Rows in a dataset
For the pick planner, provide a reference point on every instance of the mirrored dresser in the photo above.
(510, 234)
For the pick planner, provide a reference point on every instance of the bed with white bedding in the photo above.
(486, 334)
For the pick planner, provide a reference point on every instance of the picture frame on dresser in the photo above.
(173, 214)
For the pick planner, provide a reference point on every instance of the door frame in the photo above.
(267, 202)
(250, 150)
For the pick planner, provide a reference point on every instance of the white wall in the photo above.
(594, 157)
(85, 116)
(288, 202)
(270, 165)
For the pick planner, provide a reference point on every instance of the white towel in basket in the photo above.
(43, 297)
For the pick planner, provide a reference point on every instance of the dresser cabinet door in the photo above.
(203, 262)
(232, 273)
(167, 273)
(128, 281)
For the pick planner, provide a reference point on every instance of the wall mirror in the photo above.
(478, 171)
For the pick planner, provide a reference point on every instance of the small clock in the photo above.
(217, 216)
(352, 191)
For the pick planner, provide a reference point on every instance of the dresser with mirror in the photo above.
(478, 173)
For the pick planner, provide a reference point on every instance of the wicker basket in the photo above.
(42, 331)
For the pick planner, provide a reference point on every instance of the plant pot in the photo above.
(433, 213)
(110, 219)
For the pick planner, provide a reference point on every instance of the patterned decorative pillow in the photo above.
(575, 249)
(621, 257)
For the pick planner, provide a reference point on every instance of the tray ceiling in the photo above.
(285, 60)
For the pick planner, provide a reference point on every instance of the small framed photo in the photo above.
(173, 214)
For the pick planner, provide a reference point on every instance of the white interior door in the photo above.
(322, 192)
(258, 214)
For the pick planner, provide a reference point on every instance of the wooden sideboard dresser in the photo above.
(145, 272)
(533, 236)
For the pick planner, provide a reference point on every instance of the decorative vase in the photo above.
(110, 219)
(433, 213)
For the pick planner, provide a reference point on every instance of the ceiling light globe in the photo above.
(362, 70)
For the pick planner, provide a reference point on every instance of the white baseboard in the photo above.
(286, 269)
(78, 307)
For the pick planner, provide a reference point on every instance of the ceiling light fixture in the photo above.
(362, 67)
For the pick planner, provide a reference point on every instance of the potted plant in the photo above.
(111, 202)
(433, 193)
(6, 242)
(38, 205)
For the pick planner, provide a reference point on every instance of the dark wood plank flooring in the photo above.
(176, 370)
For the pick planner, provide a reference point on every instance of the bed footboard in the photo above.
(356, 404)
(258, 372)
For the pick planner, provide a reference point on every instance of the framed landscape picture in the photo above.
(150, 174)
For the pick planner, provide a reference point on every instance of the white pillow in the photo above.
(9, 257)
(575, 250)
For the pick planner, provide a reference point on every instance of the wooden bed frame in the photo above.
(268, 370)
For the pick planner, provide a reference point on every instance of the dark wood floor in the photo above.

SET EXERCISE:
Begin at the line that contains "bed frame in the photo above." and stop after the last of the rows. Write those lines out again, requests included, and shift every coordinate in the answers by adding -62 to each number.

TASK RESULT:
For the pick planner, provide a reference point on every instance of the wooden bed frame in the photo above.
(206, 308)
For the pick planner, provide a reference point on every instance of the dark wood floor in the photo above.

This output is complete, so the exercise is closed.